Texto proporcionado.
El sábado a eso de las 22:00 horas recibí una llamada de mi padre. Cogí el teléfono y escuché al otro lado un simple «¿Lo has visto?«. No hicieron falta ni saludos, ni ponernos en contexto. Mi padre, que es aficionado, pero no de los locos que intentamos hacer síntesis de cada tarde, es simplemente aficionado para saber si algo le gusta o le emociona, pero nada más.

Esa llamada, breve, y con palabras como «cojones«, «tela», «me ha dejado emocionado«, «esto es especial«, entre la conversación me sirvió para rendirme a los toreros con el pundonor de Manuel Escribano.

Lo que Manuel hizo el sábado, además de para él, es para estarle todos agradecido por alentar, inspirar y estimular a los novilleros que, si de verdad quieren ser algo en esto del Toro, lo primero que tienen que tener es la hombría necesaria para ser diferentes al común de los mortales. Mirarse en toreros así es un ejemplo para abrirse en el mundo de la Tauromaquia. Luego vendrán estilos, técnicas, artes y demás cosas secundarias pero lo primero que hay que tener es corazón, gesta y heroicidad. Manuel Escribano nos dejó un ejemplo de firmeza de carácter, nos alentó a ser espectadores de un «O Fortuna» de Carmina Burana en imágenes, nos dió energía para seguir adelante, entre mojigaterías cotidianas.

Datos listados.
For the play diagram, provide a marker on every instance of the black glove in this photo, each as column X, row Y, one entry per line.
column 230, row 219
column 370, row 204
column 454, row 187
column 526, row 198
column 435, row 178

Instrucciones. Enumera todas las palabras y expresiones que el texto sobre Manuel Escribano cita entre comillas justo después de «palabras como». Los datos proceden de una fuente distinta del texto.

Resultado del ejercicio. «cojones», «tela», «me ha dejado emocionado» y «esto es especial».